Stated problem 1:
For each statement below, decide whether the passage on pre-nuptial agreements supports it. Answer yes or no, and quote the words of the passage that settle it.
(a) Family solicitors usually advise people who remarry to consider a pre-nuptial agreement.
(b) A court sets the terms of a pre-nuptial agreement.
(c) The UK has had a low divorce rate in recent years.
>> begin Source text
The UK has maintained a relatively high divorce rate in recent years and as a result, it is not uncommon to see people remarrying, generally later on in their lives.
As we grow older, we tend to accumulate more assets and this means that those who remarry are often wary of protecting such assets should their new marriage break down and end in divorce as well.
Increasingly, individuals are sensibly seeking legal advice about how to go about protecting themselves financially should they be unfortunate enough to require another divorce. Family solicitors will typically advise that they consider a pre-nuptial agreement. Whilst some attach a stigma to such agreements, securing one is responsible and ensures peace of mind.
Under a pre-nuptial agreement, provisions may be made about the division of the husband or wife’s property, shares or other assets, preventing the other side from claiming a right to those assets if the marriage breaks down. The terms of the agreement are agreed to out of court by the future husband and wife.
>> end Source text
Stated problem 2: Recast as a numbered list everything in the entries from the line containing "query (the noun phrase to segment): bus side" down to the end of the entries, leaving out blank lines.
>> begin Data in this exercise
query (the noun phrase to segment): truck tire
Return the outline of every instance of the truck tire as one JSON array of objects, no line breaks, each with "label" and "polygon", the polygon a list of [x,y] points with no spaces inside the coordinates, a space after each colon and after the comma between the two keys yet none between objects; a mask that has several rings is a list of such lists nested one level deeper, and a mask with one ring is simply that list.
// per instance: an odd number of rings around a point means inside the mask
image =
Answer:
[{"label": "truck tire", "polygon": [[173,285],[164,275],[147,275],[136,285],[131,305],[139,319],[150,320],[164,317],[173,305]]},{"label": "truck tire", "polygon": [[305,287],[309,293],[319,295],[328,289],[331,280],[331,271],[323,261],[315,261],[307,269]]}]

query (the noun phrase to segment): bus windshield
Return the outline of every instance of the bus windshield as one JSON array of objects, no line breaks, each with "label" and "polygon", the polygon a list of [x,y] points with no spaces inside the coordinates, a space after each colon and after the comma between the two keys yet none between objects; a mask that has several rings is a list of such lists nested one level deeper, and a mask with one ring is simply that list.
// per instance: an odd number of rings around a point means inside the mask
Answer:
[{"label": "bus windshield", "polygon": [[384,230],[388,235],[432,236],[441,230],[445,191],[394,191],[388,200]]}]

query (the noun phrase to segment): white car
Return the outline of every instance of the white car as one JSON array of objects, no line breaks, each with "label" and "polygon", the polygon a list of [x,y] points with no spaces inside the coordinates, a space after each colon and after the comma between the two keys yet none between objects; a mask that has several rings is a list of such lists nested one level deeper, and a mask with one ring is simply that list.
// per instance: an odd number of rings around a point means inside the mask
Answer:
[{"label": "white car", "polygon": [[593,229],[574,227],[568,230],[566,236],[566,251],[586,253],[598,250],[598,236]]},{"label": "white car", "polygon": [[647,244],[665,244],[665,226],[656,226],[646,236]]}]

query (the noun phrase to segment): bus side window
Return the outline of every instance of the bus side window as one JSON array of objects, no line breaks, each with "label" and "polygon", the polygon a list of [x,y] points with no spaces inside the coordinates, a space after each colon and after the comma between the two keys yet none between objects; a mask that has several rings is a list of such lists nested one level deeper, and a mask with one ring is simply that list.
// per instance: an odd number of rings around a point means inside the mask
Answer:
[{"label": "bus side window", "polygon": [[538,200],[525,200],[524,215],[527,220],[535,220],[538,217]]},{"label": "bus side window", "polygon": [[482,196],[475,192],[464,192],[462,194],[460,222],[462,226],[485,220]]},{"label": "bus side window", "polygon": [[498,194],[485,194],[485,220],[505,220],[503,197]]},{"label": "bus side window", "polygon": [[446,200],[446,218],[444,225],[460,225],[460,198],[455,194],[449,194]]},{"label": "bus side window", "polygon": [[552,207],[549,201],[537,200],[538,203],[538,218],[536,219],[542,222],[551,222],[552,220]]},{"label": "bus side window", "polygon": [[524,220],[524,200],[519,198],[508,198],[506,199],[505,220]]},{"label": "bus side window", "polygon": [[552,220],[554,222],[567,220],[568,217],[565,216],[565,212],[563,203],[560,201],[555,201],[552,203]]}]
>> end Data in this exercise
Written answer 1:
(a) Yes: "Family solicitors will typically advise that they consider a pre-nuptial agreement."
(b) No: "The terms of the agreement are agreed to out of court by the future husband and wife."
(c) No: "The UK has maintained a relatively high divorce rate in recent years"

Written answer 2:
1. query (the noun phrase to segment): bus side window
2. Return the outline of every instance of the bus side window as one JSON array of objects, no line breaks, each with "label" and "polygon", the polygon a list of [x,y] points with no spaces inside the coordinates, a space after each colon and after the comma between the two keys yet none between objects; a mask that has several rings is a list of such lists nested one level deeper, and a mask with one ring is simply that list.
3. // per instance: an odd number of rings around a point means inside the mask
4. Answer:
5. [{"label": "bus side window", "polygon": [[538,200],[525,200],[524,215],[527,220],[535,220],[538,217]]},{"label": "bus side window", "polygon": [[482,196],[475,192],[464,192],[462,194],[460,222],[462,226],[485,220]]},{"label": "bus side window", "polygon": [[498,194],[485,194],[485,220],[505,220],[503,197]]},{"label": "bus side window", "polygon": [[446,200],[446,218],[444,225],[460,225],[460,198],[455,194],[449,194]]},{"label": "bus side window", "polygon": [[552,207],[549,201],[537,200],[538,203],[538,218],[536,219],[542,222],[551,222],[552,220]]},{"label": "bus side window", "polygon": [[524,220],[524,200],[519,198],[508,198],[506,199],[505,220]]},{"label": "bus side window", "polygon": [[552,220],[554,222],[567,220],[568,217],[565,216],[565,212],[563,203],[560,201],[555,201],[552,203]]}]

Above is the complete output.